● **BLOCO DE TEXTO**
★ ★ ★ ★ ★

Eu
estava ansioso para assistir o mais recente filme de Neil Blomkamp, diretor do badalado Distrito 9. Apesar de ainda não ter visto seu primeiro filme,
esperava bastante de Elysium, que
contou com um orçamento bem mais gordo que aquele em seu bem-sucedido trabalho
de estreia. Apesar de se deixar levar por certas características padrão de
filmes blockbuster, Blomkamp conseguiu unir o melhor de dois gêneros, usando da
ficção científica para nos fazer refletir, ao apontar e extrapolar falhas da sociedade
contemporânea.
Na trama, após a superpopulação, poluição e doenças deixarem a Terra em um estado crítico, os ricos e poderosos abandonam o planeta e vão para a estação espacial Elysium, um paraíso privativo onde seus habitantes aproveitam confortavelmente o melhor que a tecnologia pode lhes oferecer, incluindo acesso a tecnologias médicas que erradicam doenças e fraturas em questão de segundos. Enquanto isso, o berço da humanidade transformou-se em uma imensa favela, suja e densamente povoada pela “ralé”, usada pela elite como mão de obra na manufatura de robôs e bens de serviço para a minoria privilegiada.
O protagonista de Elysium é Max (Matt Damon), um ex-arruaceiro em condicional que trabalha em uma indústria robótica prestadora de serviços de segurança para Elysium. Em um dia comum de trabalho acaba sofrendo um trágico acidente e se contaminando seriamente com radiação. Seu prognóstico: apenas cinco derradeiros dias de vida. A única chance de Max reverter essa situação é ir para Elysium, pois lá é o único lugar com tecnologia o suficiente para curá-lo. O filme ainda conta com a participação dos brasileiros Wagner Moura e Alice Braga, o primeiro interpretando o personagem Spider, um tipo de coiote daquele mundo, ou seja, o agente que conduz os imigrantes ilegais pelas áreas de fronteira, mediante pagamento.
O cenário imaginado por Blomkamp é
uma versão futurista daquele que vivemos, com a estação espacial servindo como
um gigantesco e paradisíaco condomínio fechado orbital, protegendo seus habitantes
do contato com a população geral, suja, sem educação ou opções na vida. Temos
ricos isolados em um paraíso artificial, com todos os confortos oferecidos pela
tecnologia de ponta, uma alusão ao enclausuramento das classes altas em seus
carros blindados e condomínios de segurança máxima. Do outro lado, temos 99% da
população mundial, vivendo na pobreza e sem nenhuma assistência.

★ ★ ★ ★ ★

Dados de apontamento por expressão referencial
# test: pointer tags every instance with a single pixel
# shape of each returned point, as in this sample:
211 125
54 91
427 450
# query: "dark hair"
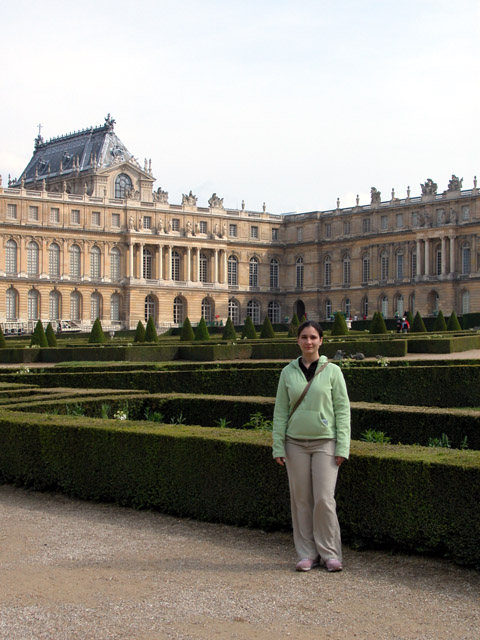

★ ★ ★ ★ ★

● **ATIVIDADE**
Continue a resenha do filme Elysium depois da última frase apresentada.

● **RESPOSTA**
“Mesmo a vida mais miserável é melhor que uma
existência protegida em uma sociedade onde tudo é calculado e perfeito.” (A Doce
Vida, 1960)
As diferenças sociais de Elysium são exageradas, mas esse exagero está presente para nos jogar na cara toda a
crítica social que é a base ideológica do filme. Em muitos dos comentários sobre o
longa que andei lendo pela internet, vi pessoas comentando que era um exagero a
existência de uma máquina capaz de curar todo tipo de doença, e que se tal
máquina realmente existisse, não haveriam motivos para o precário sistema médico na Terra,
já que no mínimo parte dessa tecnologia poderia estar disponível em alguns
poucos pontos espalhados pelo planeta. Será mesmo? Às vezes me surpreendo
com a inocência de algumas pessoas. A imagem de tal máquina, e de toda a luta
pelo acesso à essa tecnologia, é usada
para servir de crítica ao nosso atual sistema médico. Afinal, vivemos em uma
sociedade altamente desenvolvida, com tecnologia disponível, e mesmo assim,
somente os mais ricos tem fácil acesso aos melhores tratamentos. Será que seria
mesmo um exagero falar que, num mundo como o nosso, somente os mais ricos teriam
acesso a tal máquina "mágica", caso ela existisse?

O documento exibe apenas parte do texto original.